▶ **EXCERPT**:
Critical Summary of Lights Out
The poem is about sleep or perhaps about death. The poet says that sleep is like an unfathomable deep forest where all must lose their way because "they cannot chose". Sleep cannot be postponed whether it is day or night. Nobody can deceive it. He declares sleep such a jungle where "love", "despair", "ambition", "all pleasure" and "all trouble" end. This is such a moment in which man, unwillingly, diverts from the dearest book or most beloved face. The fact is that sleep is strange valley about which we know nothing. The poet says
"its silence I hear and obey,
That I may lose my way and myself".
Man cannot avoid either sleep or death. They are inevitable. They are a reality dark and unknown; it is human nature to embrace them.
The poet certainly wishes to leave us alone in the midst of darkness to decide by ourselves what should be the meaning of "Lights Out"; it can be ascribed to death, it may even mean mere sleep. But sleep itself is similar to death and death is also declared a long sleep. Therefore, the poet has actually referred to both without involving the gloom of death.

Records drawn from a data source:
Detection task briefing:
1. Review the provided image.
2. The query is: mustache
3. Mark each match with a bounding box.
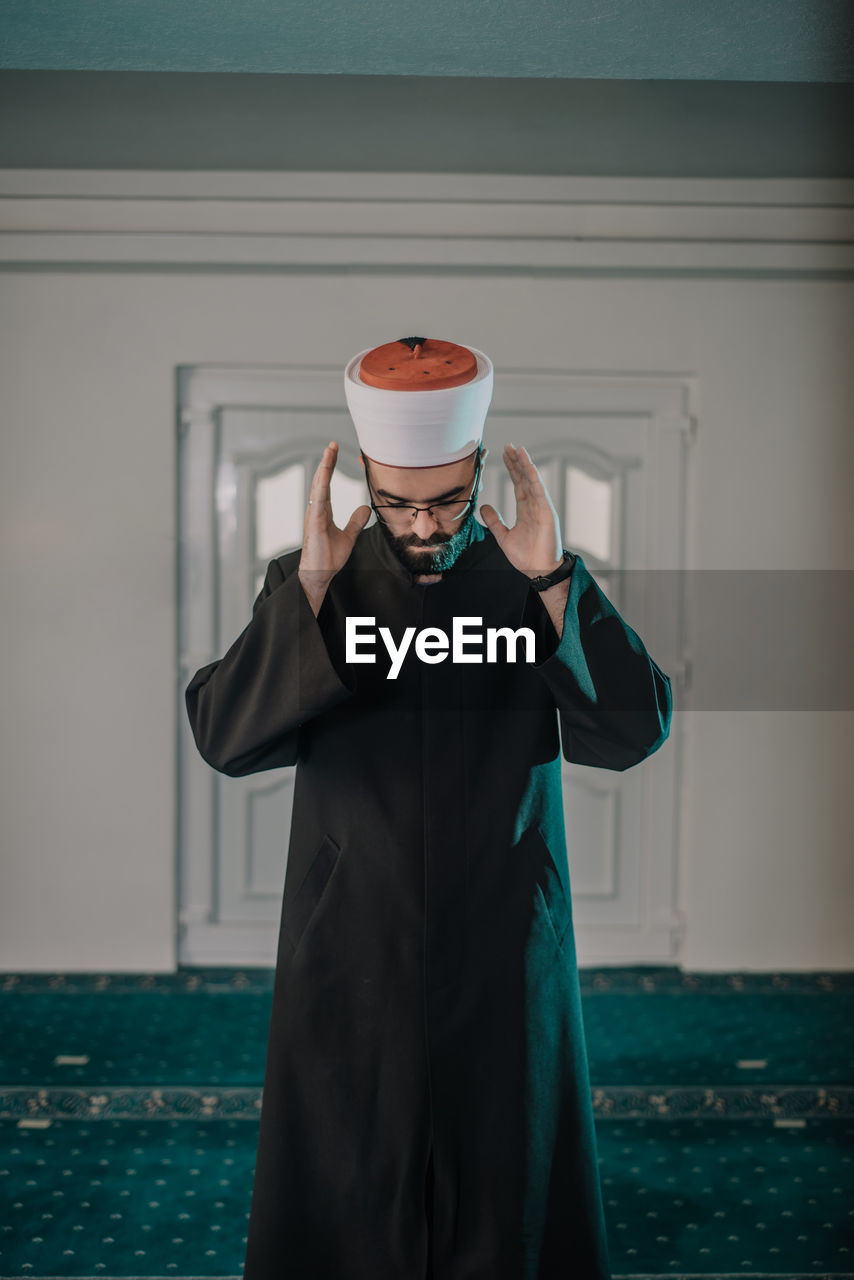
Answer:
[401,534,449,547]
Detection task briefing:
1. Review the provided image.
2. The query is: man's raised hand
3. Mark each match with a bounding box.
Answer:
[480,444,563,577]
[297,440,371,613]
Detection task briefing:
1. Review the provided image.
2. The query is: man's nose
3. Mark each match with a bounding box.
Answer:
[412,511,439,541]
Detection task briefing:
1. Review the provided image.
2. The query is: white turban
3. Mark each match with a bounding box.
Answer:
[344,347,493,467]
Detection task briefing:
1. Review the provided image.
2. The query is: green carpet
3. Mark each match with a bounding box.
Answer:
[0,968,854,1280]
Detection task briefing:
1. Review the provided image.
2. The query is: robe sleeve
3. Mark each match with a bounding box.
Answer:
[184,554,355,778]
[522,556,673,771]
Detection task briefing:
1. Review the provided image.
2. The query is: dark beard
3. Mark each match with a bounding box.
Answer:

▶ **PROBLEM DETAILS**: Transcribe the passage of the summary of "Lights Out" from "The poet certainly" to "gloom of death.". The records have no connection to the summary of "Lights Out" above.

▶ **RESPONSE TO THE EXERCISE**:
The poet certainly wishes to leave us alone in the midst of darkness to decide by ourselves what should be the meaning of "Lights Out"; it can be ascribed to death, it may even mean mere sleep. But sleep itself is similar to death and death is also declared a long sleep. Therefore, the poet has actually referred to both without involving the gloom of death.